◆ **Requirement 1**: Rescale the labeling records with point coordinates that follow the text below. Give every line of those records again, requests included, but multiply each x and y coordinate in the answers by 0.85 and round to whole numbers, with halves rounded up. Leave the requests and their sample rows unchanged, and leave the pictures out.

10 Racist Supreme Court Rulings in US History
Dred Scott v. Sandford (1856)
When an enslaved person petitioned the U.S. Supreme Court for his freedom, the Court ruled against him—also ruling that the
Bill of Rights didn't apply to Black people.
Pace v. Alabama (1883)
In 1883 Alabama,
interracial marriage meant two to seven years' hard labor in a state penitentiary. When a Black man named Tony Pace and a white woman named Mary Cox
challenged the law, the Supreme Court upheld it—on grounds that the law, inasmuch as it prevented whites from marrying Black people
and Black people from marrying whites, was race-neutral and did not violate the Fourteenth Amendment.
The Civil Rights Cases (1883)
The
Civil Rights Act, which mandated an end to racial segregation in public accommodations, actually passed twice in U.S. history. Once in 1875, and once in 1964. We don't hear much about the 1875 version because it was struck down by the Supreme Court in the
Civil Rights Cases ruling of 1883, made up of five separate challenges to the 1875 Civil Rights Act. Had the Supreme Court simply upheld the 1875 civil rights bill, U.S. civil rights history would have been dramatically different.
Plessy v. Ferguson (1896)
Cumming v. Richmond (1899)
When three Black families in Richmond County, Virginia faced the closing of the area's only public Black high school,
they petitioned the Court to allow their children to finish their education at the white high school instead. It only took the Supreme Court three years to violate its own "separate but equal" standard by establishing that if there was no suitable Black school in a given district, Black students would simply have to do without an education.
Ozawa v. United States (1922)
A
Japanese immigrant, Takeo Ozawa, attempted to become a full U.S. citizen, despite a 1906 policy limiting naturalization to whites and Black people. Ozawa's argument was a novel one: Rather than challenging the constitutionality of the statute himself (which, under the racist Court, would have probably been a waste of time anyway), he simply attempted to establish that Japanese Americans were white. The Court rejected this logic.

◆ **Data for this exercise**:
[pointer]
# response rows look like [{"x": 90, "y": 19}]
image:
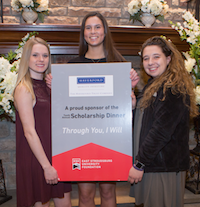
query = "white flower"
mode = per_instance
[
  {"x": 15, "y": 64},
  {"x": 133, "y": 7},
  {"x": 4, "y": 67},
  {"x": 18, "y": 5},
  {"x": 9, "y": 82},
  {"x": 155, "y": 7},
  {"x": 189, "y": 64}
]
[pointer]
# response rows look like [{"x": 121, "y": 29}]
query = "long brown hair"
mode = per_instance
[
  {"x": 175, "y": 77},
  {"x": 112, "y": 55},
  {"x": 23, "y": 73}
]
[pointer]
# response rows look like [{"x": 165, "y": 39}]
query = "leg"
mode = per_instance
[
  {"x": 63, "y": 202},
  {"x": 39, "y": 204},
  {"x": 108, "y": 194},
  {"x": 86, "y": 194}
]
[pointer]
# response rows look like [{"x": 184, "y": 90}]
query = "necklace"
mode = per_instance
[{"x": 95, "y": 60}]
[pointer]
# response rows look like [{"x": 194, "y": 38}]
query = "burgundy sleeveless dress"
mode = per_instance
[{"x": 31, "y": 184}]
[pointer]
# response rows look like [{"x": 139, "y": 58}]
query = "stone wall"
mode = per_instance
[{"x": 72, "y": 12}]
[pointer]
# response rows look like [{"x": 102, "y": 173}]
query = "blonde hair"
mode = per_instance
[
  {"x": 175, "y": 77},
  {"x": 23, "y": 73}
]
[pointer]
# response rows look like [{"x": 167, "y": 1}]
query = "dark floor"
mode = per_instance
[{"x": 123, "y": 200}]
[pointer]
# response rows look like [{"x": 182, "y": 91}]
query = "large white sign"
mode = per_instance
[{"x": 91, "y": 121}]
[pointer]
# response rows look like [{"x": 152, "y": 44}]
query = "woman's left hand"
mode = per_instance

◆ **Requirement 2**:
For each statement below, say yes or no to whether it agrees with the piece on racist Supreme Court rulings, and quote the words from it that decide the answer.
(a) In Pace v. Alabama, the Court found that the Alabama law violated the Fourteenth Amendment.
(b) A Civil Rights Act ending racial segregation in public accommodations passed in both 1875 and 1964.
(c) Takeo Ozawa argued that the naturalization statute was unconstitutional.

◆ **Full solution 1**:
[pointer]
# response rows look like [{"x": 90, "y": 19}]
image:
query = "white flower"
mode = per_instance
[
  {"x": 13, "y": 54},
  {"x": 113, "y": 6},
  {"x": 3, "y": 57},
  {"x": 15, "y": 4},
  {"x": 8, "y": 70},
  {"x": 132, "y": 6},
  {"x": 161, "y": 54}
]
[pointer]
# response rows look like [{"x": 121, "y": 29}]
query = "long brown hair"
mode = per_instance
[
  {"x": 149, "y": 65},
  {"x": 95, "y": 47},
  {"x": 20, "y": 62}
]
[pointer]
# response rows look like [{"x": 165, "y": 39}]
query = "leg"
mode = per_instance
[
  {"x": 54, "y": 172},
  {"x": 33, "y": 173},
  {"x": 92, "y": 165},
  {"x": 73, "y": 165}
]
[pointer]
# response rows look like [{"x": 184, "y": 90}]
query = "necklace"
mode = per_instance
[{"x": 81, "y": 51}]
[pointer]
# response rows look like [{"x": 194, "y": 38}]
query = "burgundy sleeveless dress"
mode = per_instance
[{"x": 26, "y": 156}]
[pointer]
# response rows look like [{"x": 139, "y": 58}]
query = "stone wall"
mode = per_instance
[{"x": 61, "y": 10}]
[pointer]
# response rows look like [{"x": 102, "y": 173}]
query = "blonde hair"
mode = per_instance
[
  {"x": 149, "y": 65},
  {"x": 20, "y": 62}
]
[pointer]
# response rows look like [{"x": 167, "y": 1}]
query = "dark floor"
mode = per_instance
[{"x": 105, "y": 170}]
[pointer]
# response rows look like [{"x": 182, "y": 91}]
query = "large white sign"
mode = per_instance
[{"x": 77, "y": 103}]
[pointer]
# response rows look like [{"x": 152, "y": 44}]
query = "woman's left hand"
mode = per_instance

◆ **Full solution 2**:
(a) No: "was race-neutral and did not violate the Fourteenth Amendment."
(b) Yes: "Once in 1875, and once in 1964."
(c) No: "Rather than challenging the constitutionality of the statute himself"